■ RECORDS TO USE:
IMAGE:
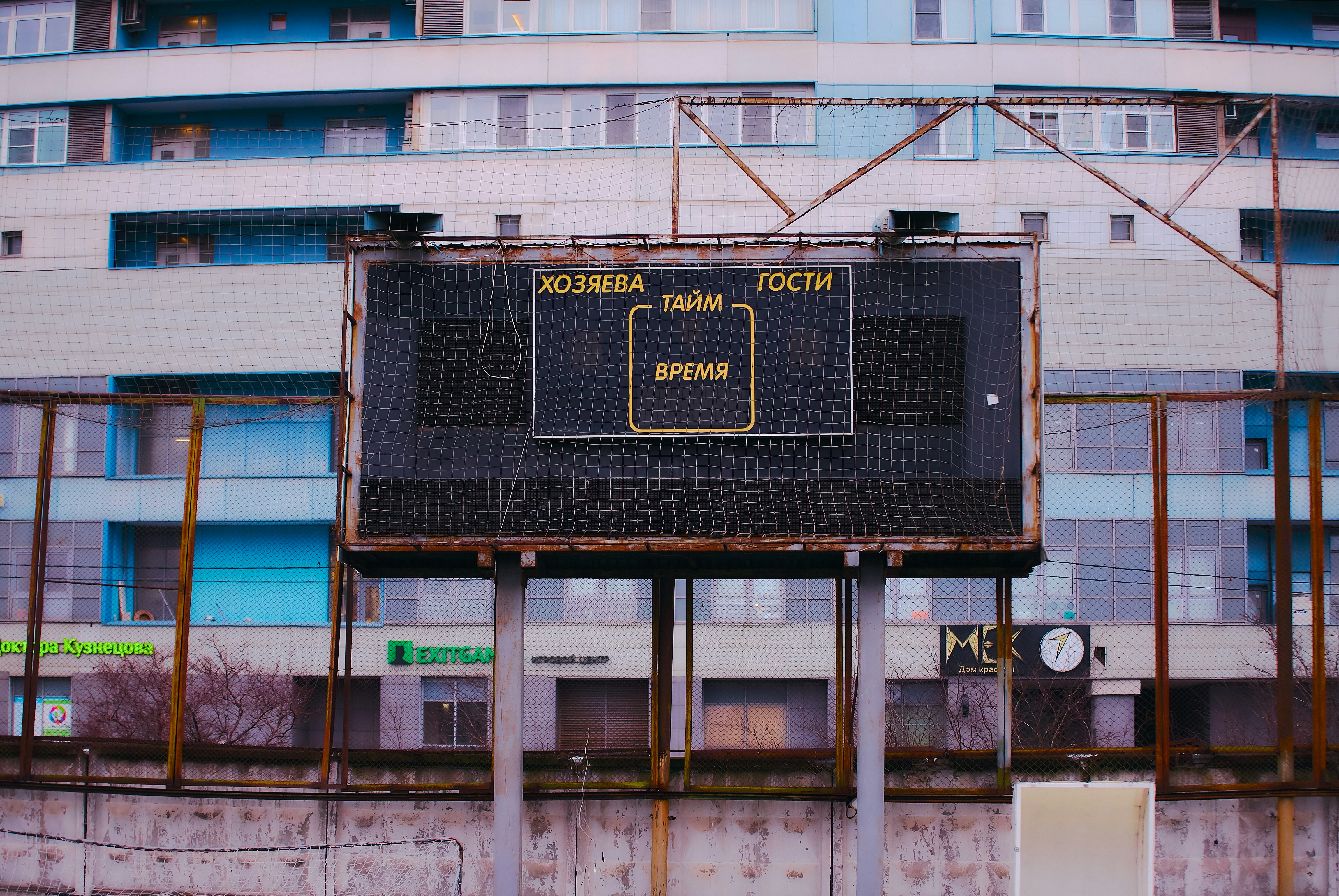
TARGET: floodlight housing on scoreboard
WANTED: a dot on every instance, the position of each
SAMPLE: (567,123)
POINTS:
(618,408)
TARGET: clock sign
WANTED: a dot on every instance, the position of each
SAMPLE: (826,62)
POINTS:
(1062,650)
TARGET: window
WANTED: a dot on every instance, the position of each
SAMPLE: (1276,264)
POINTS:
(621,120)
(1258,454)
(365,716)
(361,23)
(914,713)
(456,712)
(157,568)
(55,712)
(1194,19)
(1123,18)
(655,15)
(179,142)
(603,713)
(512,121)
(1236,23)
(808,602)
(929,19)
(432,601)
(35,137)
(951,137)
(1037,223)
(1143,129)
(351,136)
(1033,15)
(764,714)
(516,15)
(176,251)
(74,571)
(77,452)
(35,27)
(188,31)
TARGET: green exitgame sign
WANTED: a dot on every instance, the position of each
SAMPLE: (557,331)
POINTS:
(405,654)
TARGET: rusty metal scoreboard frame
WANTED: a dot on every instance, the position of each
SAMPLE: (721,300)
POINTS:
(693,556)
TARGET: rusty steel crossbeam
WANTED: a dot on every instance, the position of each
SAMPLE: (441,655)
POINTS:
(1270,291)
(734,157)
(871,165)
(1219,161)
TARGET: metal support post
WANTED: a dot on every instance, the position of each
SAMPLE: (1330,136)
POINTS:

■ WHAT IS BEING ASKED:
Reproduce the listing above verbatim, from start to finish, omitting the pictures.

■ EXPECTED ANSWER:
IMAGE:
TARGET: floodlight housing on scoreboard
WANTED: a dot on every instance, the position of each
SAMPLE: (567,123)
POINTS:
(618,408)
TARGET: clock sign
WANTED: a dot on every instance, the position of each
SAMPLE: (826,62)
POINTS:
(1062,650)
TARGET: window
WANTED: a dot on every instance, the position of each
SAMPLE: (1276,264)
POINTS:
(621,120)
(1258,454)
(365,716)
(361,23)
(914,713)
(456,712)
(157,568)
(55,712)
(1194,19)
(1123,18)
(655,15)
(179,142)
(603,713)
(512,121)
(1236,23)
(808,602)
(929,19)
(432,601)
(35,137)
(951,137)
(1037,223)
(1143,129)
(351,136)
(1033,15)
(764,714)
(516,15)
(176,251)
(74,571)
(77,452)
(35,27)
(188,31)
TARGET: green exitgame sign
WANTED: a dot on every instance, the position of each
SAMPLE: (557,331)
POINTS:
(405,654)
TARGET: rusty metal scoreboard frame
WANTED: a dot on every instance, the position of each
SAMPLE: (721,300)
POINTS:
(693,556)
TARGET: rusty steel crossbeam
WANTED: a dot on every instance, the position of each
SAMPLE: (441,655)
POINTS:
(1270,291)
(734,157)
(871,165)
(1219,161)
TARGET: metal support post
WANTED: a dot on every instance, the position of each
SAMPLE: (1330,136)
POINTS:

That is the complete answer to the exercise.